#### Stated task
Go to the line that contains "mark: the innermost point of each instance of the sink basin" and extract it along with every line after it, exactly, through the end of the data below.

#### Input material
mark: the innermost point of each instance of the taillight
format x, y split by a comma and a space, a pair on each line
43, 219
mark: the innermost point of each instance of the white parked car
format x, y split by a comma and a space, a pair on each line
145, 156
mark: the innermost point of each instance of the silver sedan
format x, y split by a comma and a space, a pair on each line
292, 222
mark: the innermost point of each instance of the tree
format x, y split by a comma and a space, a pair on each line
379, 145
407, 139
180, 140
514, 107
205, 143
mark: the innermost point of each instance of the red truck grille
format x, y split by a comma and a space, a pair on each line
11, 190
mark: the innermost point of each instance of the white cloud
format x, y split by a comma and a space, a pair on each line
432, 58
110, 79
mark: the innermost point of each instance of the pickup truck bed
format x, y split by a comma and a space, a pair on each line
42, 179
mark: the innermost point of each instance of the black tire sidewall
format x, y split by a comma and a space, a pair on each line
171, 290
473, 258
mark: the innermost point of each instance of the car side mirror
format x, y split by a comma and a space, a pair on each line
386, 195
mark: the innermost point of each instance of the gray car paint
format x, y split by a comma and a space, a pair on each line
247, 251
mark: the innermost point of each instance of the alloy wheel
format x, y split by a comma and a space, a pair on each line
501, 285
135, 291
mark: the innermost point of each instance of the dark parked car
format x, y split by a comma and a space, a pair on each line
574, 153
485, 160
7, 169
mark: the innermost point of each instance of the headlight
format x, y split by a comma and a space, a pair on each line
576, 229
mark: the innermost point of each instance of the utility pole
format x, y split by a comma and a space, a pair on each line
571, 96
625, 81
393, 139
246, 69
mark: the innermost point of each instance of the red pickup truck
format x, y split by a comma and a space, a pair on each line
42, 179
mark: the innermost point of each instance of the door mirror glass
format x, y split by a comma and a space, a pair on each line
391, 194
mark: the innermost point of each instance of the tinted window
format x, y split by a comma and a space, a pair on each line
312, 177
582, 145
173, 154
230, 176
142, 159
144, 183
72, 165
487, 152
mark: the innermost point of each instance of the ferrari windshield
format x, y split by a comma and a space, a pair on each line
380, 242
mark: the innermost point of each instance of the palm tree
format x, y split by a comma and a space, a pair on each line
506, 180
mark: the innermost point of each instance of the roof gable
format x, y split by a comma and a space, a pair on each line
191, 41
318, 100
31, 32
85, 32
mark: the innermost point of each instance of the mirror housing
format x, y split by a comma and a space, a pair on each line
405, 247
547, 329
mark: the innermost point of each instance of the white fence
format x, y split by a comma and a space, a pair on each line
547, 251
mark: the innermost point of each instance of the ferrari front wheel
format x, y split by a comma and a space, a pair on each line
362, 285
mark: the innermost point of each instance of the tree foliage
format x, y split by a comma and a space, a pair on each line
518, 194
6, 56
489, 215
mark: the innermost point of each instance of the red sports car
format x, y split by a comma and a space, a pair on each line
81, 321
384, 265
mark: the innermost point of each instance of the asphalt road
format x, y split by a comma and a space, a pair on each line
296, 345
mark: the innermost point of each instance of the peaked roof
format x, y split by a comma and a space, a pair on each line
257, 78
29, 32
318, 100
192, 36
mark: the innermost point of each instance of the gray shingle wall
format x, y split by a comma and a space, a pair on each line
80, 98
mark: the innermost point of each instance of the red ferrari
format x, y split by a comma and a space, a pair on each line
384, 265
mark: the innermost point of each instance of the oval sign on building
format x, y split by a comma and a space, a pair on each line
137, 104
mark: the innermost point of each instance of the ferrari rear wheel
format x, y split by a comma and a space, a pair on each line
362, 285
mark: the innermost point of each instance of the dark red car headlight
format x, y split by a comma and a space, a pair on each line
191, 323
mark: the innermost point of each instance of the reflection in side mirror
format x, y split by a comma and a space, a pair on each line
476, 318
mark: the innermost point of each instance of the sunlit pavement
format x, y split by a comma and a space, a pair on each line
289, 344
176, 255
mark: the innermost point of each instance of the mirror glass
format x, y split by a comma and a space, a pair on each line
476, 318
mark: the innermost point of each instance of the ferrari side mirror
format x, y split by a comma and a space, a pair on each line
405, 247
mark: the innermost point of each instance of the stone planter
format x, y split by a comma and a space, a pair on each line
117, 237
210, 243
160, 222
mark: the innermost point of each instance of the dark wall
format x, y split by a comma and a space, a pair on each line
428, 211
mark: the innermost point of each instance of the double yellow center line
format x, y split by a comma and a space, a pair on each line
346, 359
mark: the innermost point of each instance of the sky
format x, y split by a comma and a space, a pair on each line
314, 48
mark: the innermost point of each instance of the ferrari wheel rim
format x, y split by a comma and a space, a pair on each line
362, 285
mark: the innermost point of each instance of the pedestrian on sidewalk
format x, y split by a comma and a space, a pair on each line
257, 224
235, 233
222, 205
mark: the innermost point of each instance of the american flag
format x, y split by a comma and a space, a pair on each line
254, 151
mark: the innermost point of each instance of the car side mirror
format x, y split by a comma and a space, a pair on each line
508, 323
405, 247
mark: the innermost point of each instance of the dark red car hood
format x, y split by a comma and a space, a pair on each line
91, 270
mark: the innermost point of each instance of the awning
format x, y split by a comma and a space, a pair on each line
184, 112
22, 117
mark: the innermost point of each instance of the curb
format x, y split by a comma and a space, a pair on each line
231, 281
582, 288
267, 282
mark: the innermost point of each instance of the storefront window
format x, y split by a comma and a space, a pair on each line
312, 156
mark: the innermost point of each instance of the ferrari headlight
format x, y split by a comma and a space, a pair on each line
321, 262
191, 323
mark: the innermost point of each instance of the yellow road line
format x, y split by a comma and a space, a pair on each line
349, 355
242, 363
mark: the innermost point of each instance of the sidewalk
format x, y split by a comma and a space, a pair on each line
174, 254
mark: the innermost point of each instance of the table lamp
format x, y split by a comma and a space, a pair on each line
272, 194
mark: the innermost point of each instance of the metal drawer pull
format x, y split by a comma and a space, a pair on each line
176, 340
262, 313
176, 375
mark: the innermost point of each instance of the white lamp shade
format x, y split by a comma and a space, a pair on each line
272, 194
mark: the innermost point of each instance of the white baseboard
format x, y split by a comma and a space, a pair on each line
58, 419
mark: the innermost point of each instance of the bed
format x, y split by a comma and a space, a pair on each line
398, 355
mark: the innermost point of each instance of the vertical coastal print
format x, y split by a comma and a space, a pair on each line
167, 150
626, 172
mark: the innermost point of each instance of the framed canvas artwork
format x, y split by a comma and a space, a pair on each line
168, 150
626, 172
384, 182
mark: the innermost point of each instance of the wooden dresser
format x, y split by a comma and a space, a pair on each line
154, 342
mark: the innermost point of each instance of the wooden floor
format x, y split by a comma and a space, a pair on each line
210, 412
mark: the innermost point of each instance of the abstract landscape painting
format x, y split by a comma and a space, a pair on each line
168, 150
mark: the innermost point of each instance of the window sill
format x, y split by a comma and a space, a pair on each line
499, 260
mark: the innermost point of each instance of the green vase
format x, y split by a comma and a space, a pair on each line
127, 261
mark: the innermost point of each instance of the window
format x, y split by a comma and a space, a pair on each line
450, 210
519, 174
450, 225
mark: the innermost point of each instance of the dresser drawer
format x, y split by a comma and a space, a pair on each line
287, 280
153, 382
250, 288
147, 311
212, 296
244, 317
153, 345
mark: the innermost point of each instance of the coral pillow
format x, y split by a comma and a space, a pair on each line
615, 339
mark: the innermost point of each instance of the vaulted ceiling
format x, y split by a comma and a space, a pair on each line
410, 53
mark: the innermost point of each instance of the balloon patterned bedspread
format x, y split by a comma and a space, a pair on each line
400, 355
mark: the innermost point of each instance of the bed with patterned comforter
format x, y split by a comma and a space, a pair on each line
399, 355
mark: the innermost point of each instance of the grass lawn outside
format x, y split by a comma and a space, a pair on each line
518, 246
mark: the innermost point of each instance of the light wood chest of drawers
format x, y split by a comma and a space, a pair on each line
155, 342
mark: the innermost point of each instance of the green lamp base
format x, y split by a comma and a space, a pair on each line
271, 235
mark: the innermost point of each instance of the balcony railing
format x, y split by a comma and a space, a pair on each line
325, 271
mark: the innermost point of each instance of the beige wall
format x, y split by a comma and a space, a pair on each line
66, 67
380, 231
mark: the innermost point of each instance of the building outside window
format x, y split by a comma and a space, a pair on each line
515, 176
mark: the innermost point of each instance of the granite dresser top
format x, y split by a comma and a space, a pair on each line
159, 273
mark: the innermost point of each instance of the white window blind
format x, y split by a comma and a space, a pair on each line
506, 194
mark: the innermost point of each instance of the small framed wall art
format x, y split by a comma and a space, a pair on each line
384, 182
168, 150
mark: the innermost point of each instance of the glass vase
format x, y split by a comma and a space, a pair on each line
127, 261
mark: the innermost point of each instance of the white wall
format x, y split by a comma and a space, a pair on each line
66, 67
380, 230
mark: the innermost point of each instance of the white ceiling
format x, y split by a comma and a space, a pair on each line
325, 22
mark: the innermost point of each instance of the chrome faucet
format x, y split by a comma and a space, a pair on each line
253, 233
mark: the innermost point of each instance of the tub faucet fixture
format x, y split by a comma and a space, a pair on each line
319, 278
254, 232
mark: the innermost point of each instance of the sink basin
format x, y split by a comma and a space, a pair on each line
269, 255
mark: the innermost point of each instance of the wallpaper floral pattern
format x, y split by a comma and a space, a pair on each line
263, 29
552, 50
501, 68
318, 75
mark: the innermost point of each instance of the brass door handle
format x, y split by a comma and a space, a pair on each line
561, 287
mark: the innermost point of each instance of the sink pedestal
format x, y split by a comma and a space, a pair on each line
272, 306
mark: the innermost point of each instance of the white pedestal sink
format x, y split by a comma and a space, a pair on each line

#### Finished answer
mark: the innermost point of each instance of the sink basin
format x, y split by a comma and a space, a pair on each line
269, 255
mark: the innermost point of each instance of the wallpaper floral pattern
format x, y split by a comma and a space, a pair on each line
263, 29
552, 50
501, 68
318, 75
mark: the innermost point of each instance of the brass door handle
format x, y split by a comma and a space, a pair on each line
561, 287
mark: the innermost point of each instance of the sink pedestal
format x, y split by a comma and a space, a pair on each line
272, 306
mark: the innermost point of each instance of the white pedestal sink
format x, y split by a comma and a space, a pair on each line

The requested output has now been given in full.